When Zawadzki took over the press, he found 11 printing presses (seven of them outdated) and eight employees. He quickly purchased two new printing presses and typesets for Latin, Polish, Russian, Greek, German, Hebrew, and Arabic languages. The number of employees grew to 35 within a year. The press printed books, textbooks and academic literature for the university, periodicals, calendars, and (from 1808) sheet music. It also collaborated with the Jewish Romm publishing house. For Zawadzki, an important goal was the revival of the periodical press in Vilnius, which he achieved in 1814 with the resumption of publication of the Dziennik Wileński. In 1818, publication of the Dziennik Wileński was taken over by Antoni Marcinowski's printing house.

Zawadzki was a bibliophile and cared for the quality of the books, both in terms of accuracy of the texts (spelling, etc.) and graphic design. He hired the first full-time proofreader Jan Paweł Dworzecki-Bohdanowicz and worked with western printers to adapt new technologies. He imported high quality paper from Germany and France. To help sell the books, the press had its own bookstores in Vilnius, Warsaw, and Varniai (1853–1864). The bookstore in Vilnius was particularly large, numbering 20,000 titles in 1821. In 1853, the bookstore moved to new three-floor premises. It had sections of English, French, German, Italian, Lithuanian books and operated a library. Historian and librarian Michał Eustachy Brensztejn estimated that the bookstore in Kražiai sold about 8,000 books from late 1859 to March 1863. After the death of Józef Zawadzki, the press was inherited by his son Adam (1814–1875) but was managed by his wife until 1851.

===Decline===
The failed November Uprising of 1831 and January Uprising of 1863 brought a wave of repressions and restrictions on books and periodicals. The university was closed in 1832 taking away textbook and academic publishing. Particularly damaging to Zawadzki’s printing house was the ban on printing and importing Polish books into the Northwestern Krai in 1864. Restrictions on the sale of Polish books were soon introduced, and publishers were also prohibited from possessing Polish typefaces; where quotations in Polish were necessary, they had to be printed in the Russian alphabet. In 1869, publishers were once again permitted to possess Polish typefaces, although strict censorship remained in force. At the same time, the ban also affected Lithuanian publications, which could be printed only in the Russian alphabet.

Input data →

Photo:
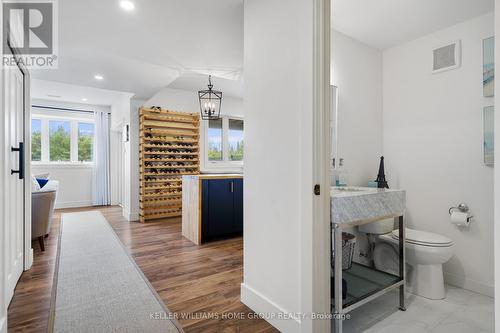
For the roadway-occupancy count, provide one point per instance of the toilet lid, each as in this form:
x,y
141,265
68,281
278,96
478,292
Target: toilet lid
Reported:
x,y
423,238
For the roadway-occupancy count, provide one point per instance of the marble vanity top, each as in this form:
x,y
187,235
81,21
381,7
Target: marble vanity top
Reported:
x,y
353,205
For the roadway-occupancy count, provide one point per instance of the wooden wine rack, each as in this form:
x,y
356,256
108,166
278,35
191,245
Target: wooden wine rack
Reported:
x,y
169,149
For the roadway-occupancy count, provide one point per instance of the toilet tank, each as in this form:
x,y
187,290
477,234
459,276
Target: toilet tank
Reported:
x,y
378,228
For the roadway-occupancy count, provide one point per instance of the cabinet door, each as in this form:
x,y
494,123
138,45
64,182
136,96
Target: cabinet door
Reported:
x,y
220,208
238,204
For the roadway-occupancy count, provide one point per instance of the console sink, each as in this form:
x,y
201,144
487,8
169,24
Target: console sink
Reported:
x,y
351,204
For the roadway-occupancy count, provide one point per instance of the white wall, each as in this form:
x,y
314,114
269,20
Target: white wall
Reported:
x,y
357,72
130,202
433,144
187,101
278,101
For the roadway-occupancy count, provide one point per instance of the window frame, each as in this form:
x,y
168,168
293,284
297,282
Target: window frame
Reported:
x,y
73,120
225,164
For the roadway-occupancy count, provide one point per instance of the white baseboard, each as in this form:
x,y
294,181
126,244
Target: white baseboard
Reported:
x,y
270,310
475,286
73,204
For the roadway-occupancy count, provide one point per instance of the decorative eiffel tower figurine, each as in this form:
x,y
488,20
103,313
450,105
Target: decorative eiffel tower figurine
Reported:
x,y
382,183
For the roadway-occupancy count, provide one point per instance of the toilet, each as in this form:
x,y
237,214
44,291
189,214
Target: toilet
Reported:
x,y
426,253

Activity list →
a) Answer from the text about the Zawadzki press, one line each:
(i) How many employees did the press have within a year of Zawadzki taking over?
(ii) From which countries did Zawadzki import high quality paper?
(iii) In what year was the university closed?
b) Carry on the text about the Zawadzki press from its last sentence.
The records are separate from the text about the Zawadzki press.

Exercise responses →
a)
(i) 35
(ii) Germany and France
(iii) 1832

b)
When Lithuanian books were banned, the press had 5,696 copies of four primers that were confiscated and burned. It also had 62,994 copies of 36 titles of pre-1864 Lithuanian books that it managed to get a permit to sell off. Many Lithuanian publishers in East Prussia used to counterfeit publication data, indicating that a book was published by the Zawadzki Press in 1863, in order to confuse the Russian police. Although the bans on printing publications in Polish were never absolute, they led to a crisis in Polish-language publishing in Vilnius. Between 1804 and 1823, approximately 20% of all Polish books were printed in Vilnius. In 1884–1893, this share fell to just 0.44%.

===Revival===
The company improved its fortunes by the end of the 19th century and particularly after various restrictions were lifted due to the Russian Revolution of 1905. When the language restrictions were lifted, only three printing houses, Zawadzki’s and the two Jewish-owned presses of Blumowicz and Romm, possessed Polish typefaces. Zawadzki's was also one of the first presses to acquire Lithuanian typesets in 1904. The printing shop was now managed by Feliks Zawadzki, son of Adam. In 1909, it acquired the printing shop of Edmund Nowicki, which he had moved from Saint Petersburg in 1906. Expecting large orders from bishop Eduard von der Ropp, Nowicki employed 40–50 workers. It became a branch of the main Zawadzki Press. The effects were not long in coming. By 1910, approximately 10% of all Polish publications were printed in Vilnius. Zawadzki’s printing house played a major role in this revival, considerably expanding the scope of its activities.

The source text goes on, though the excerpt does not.